Instructions for the task
Count the lines in the entries below that contain the string "green", matching case exactly. Reply with the number only.

begin Recorded data

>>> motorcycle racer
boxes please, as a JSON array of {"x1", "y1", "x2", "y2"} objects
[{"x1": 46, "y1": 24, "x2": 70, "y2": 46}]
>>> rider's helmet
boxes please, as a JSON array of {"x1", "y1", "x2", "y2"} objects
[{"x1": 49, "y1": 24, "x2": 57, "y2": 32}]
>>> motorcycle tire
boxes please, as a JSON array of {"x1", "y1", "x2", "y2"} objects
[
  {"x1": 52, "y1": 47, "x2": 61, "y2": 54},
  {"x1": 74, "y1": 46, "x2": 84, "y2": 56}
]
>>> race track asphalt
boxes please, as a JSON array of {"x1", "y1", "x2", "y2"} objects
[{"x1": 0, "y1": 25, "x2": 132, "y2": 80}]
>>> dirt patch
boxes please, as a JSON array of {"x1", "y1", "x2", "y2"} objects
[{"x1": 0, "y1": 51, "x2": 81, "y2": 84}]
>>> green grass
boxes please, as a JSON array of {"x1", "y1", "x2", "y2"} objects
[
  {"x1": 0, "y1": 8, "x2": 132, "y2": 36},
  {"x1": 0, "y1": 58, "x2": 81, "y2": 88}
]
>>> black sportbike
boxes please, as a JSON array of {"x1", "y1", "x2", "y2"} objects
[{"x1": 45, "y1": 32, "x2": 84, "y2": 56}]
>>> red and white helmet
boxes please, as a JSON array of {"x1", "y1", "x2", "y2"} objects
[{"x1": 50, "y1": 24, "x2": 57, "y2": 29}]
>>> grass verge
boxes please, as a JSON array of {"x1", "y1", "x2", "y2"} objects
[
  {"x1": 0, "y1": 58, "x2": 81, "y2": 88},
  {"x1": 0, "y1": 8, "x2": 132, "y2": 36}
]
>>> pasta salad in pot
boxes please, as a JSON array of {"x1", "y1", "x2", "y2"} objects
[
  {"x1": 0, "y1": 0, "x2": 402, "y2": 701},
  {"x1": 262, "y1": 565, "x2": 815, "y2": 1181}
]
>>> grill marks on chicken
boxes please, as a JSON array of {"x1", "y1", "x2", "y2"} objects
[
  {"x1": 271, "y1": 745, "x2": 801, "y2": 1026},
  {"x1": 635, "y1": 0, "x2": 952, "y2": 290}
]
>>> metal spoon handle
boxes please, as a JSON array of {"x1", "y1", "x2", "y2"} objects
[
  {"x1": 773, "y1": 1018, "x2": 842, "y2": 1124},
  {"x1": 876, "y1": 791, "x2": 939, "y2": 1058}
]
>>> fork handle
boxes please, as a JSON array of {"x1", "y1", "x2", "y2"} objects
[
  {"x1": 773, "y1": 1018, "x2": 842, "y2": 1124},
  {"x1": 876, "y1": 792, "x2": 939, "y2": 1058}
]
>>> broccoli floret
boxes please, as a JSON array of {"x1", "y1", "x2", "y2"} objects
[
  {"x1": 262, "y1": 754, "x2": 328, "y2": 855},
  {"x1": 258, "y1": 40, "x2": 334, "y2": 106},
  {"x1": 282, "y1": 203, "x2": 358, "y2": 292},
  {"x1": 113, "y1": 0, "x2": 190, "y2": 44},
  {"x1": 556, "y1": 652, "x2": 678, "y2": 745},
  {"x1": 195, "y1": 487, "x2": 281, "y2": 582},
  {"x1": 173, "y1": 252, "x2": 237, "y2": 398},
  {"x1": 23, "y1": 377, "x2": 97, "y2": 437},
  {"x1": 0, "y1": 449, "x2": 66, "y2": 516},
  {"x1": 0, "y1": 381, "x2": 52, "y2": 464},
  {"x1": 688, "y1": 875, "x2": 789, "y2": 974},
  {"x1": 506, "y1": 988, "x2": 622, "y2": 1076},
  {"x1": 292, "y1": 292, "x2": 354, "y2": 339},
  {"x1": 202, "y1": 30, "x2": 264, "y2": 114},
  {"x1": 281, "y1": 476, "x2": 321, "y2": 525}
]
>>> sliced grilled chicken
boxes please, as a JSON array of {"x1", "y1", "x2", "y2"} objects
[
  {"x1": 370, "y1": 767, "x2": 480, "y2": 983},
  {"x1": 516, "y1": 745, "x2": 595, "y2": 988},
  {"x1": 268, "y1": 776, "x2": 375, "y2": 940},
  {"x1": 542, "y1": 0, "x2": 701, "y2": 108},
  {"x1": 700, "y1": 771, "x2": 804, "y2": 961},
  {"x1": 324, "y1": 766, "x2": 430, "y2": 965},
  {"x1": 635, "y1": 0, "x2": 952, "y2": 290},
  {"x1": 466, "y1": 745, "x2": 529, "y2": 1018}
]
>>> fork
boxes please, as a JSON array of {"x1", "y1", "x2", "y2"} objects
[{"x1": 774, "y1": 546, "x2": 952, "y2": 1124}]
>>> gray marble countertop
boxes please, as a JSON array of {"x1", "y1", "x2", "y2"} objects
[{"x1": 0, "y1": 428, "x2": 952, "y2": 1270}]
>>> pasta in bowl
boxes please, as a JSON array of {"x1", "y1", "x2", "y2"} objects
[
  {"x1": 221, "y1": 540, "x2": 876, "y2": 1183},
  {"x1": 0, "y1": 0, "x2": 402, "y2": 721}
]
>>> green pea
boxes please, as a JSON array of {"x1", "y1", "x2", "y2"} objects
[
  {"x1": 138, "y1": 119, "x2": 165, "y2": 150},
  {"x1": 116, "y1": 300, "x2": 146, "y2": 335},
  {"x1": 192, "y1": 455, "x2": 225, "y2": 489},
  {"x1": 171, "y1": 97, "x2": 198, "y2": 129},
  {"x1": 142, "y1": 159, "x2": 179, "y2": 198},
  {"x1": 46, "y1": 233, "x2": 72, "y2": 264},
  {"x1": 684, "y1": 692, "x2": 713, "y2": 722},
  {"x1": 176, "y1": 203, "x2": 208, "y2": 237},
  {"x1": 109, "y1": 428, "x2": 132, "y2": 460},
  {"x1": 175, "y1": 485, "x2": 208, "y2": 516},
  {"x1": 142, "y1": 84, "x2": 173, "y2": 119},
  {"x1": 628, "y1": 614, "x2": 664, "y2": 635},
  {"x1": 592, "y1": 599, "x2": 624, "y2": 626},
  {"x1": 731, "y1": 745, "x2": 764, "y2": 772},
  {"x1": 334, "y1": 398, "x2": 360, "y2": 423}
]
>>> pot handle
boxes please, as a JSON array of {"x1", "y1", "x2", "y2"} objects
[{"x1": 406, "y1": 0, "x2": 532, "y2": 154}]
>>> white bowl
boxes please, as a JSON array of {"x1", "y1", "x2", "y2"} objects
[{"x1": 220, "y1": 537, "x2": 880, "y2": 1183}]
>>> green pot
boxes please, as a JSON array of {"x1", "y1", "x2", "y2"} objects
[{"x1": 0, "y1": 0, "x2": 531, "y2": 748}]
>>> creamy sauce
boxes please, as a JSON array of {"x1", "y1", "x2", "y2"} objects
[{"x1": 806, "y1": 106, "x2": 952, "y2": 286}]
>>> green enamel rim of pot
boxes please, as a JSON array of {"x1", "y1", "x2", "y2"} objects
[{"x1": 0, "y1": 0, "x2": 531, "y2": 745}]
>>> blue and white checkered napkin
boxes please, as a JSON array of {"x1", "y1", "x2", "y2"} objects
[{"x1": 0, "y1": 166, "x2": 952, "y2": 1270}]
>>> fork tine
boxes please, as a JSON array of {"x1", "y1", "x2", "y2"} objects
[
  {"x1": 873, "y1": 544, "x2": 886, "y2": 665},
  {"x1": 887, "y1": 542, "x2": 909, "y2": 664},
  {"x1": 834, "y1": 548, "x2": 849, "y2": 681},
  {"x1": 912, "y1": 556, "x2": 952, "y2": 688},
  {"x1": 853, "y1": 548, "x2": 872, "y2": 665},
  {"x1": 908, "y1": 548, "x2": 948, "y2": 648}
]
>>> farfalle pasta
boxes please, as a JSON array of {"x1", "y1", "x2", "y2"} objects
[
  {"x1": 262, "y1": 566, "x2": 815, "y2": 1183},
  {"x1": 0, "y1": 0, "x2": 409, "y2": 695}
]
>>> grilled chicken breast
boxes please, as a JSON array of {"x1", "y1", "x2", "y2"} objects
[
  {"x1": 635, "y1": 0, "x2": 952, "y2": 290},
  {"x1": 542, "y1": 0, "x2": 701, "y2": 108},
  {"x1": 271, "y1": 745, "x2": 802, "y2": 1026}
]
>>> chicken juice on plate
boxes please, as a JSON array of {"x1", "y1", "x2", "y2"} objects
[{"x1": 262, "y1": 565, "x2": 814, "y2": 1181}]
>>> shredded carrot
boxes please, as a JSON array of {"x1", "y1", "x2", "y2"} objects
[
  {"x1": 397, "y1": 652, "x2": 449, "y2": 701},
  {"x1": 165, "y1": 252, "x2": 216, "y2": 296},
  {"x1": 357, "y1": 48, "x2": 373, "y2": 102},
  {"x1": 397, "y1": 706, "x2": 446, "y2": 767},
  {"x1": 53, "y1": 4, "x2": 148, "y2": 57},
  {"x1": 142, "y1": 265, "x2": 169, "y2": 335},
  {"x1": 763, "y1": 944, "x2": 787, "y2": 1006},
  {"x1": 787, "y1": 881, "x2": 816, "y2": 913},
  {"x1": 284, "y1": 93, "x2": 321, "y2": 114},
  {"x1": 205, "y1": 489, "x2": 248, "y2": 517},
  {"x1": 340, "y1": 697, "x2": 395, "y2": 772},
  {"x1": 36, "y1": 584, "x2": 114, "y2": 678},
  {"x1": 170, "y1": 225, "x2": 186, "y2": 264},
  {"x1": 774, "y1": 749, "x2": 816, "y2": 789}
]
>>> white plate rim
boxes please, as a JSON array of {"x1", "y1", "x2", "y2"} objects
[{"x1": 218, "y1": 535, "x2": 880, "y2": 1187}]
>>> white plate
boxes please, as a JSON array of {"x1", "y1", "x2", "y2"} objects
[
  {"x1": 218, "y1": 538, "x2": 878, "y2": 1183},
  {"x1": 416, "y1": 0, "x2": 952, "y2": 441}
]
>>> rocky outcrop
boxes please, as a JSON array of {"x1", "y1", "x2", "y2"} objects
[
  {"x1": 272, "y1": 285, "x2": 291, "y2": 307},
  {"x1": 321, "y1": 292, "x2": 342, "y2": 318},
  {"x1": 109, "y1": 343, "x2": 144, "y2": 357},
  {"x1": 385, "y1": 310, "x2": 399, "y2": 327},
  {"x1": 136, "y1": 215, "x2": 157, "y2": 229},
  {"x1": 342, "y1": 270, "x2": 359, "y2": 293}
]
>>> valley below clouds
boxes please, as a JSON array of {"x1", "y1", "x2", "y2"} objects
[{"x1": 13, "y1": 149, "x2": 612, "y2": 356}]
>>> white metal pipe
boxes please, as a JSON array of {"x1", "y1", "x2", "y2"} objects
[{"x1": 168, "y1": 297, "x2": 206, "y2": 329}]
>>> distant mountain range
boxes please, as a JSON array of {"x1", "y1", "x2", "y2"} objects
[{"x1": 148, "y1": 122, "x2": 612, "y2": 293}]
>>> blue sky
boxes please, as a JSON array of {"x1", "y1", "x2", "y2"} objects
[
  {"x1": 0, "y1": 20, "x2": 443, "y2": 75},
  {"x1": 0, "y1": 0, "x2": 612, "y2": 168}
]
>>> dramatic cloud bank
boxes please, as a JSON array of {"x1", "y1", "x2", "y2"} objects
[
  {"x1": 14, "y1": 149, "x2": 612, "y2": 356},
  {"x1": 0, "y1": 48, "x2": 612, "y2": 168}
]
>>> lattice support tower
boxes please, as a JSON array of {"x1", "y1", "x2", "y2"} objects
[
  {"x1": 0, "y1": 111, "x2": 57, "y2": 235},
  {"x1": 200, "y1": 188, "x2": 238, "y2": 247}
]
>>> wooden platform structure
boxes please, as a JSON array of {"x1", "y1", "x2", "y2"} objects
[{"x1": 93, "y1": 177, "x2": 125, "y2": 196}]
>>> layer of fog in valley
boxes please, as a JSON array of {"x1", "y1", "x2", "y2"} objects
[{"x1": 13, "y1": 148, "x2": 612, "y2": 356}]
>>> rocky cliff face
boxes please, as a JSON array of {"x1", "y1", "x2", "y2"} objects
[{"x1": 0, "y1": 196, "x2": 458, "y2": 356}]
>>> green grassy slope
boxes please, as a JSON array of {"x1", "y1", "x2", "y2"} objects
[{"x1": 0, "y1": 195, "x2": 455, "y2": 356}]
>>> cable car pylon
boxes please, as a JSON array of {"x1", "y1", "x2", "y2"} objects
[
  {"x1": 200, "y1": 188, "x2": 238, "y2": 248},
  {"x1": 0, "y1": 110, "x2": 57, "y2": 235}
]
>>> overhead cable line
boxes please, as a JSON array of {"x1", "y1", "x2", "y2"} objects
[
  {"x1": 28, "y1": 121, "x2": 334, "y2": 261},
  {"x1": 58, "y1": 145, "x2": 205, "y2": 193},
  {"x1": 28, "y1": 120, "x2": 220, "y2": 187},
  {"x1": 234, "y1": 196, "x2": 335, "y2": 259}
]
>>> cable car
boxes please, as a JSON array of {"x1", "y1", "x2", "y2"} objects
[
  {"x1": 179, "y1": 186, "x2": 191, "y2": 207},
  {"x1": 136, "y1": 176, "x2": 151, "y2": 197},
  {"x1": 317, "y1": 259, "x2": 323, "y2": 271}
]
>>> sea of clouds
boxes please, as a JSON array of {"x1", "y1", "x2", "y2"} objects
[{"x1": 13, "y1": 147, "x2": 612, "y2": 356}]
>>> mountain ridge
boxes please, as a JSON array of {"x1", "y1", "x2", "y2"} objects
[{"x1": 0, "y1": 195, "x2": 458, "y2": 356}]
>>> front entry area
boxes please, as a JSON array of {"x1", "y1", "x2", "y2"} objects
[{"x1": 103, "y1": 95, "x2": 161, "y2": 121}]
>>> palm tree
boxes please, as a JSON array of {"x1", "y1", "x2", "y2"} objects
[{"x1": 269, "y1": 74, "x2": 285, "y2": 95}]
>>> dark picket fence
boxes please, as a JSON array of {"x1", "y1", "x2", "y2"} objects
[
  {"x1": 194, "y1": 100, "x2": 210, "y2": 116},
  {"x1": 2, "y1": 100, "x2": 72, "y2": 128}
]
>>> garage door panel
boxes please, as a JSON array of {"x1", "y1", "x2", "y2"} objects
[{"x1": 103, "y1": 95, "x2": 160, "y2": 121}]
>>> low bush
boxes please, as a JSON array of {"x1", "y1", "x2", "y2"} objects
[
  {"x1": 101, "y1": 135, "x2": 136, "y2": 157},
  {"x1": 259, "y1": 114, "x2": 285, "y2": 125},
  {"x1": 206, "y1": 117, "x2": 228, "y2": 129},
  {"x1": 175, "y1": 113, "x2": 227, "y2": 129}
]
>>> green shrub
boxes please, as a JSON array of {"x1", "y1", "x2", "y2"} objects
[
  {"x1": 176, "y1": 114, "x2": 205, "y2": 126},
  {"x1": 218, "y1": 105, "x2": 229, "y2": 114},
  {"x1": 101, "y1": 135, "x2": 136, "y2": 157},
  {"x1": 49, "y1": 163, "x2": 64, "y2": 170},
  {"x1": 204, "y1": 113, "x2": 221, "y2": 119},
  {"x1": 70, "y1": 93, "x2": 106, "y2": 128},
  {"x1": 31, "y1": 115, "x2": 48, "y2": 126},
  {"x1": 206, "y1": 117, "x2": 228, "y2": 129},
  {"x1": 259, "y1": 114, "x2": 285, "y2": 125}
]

end Recorded data

Written solution
6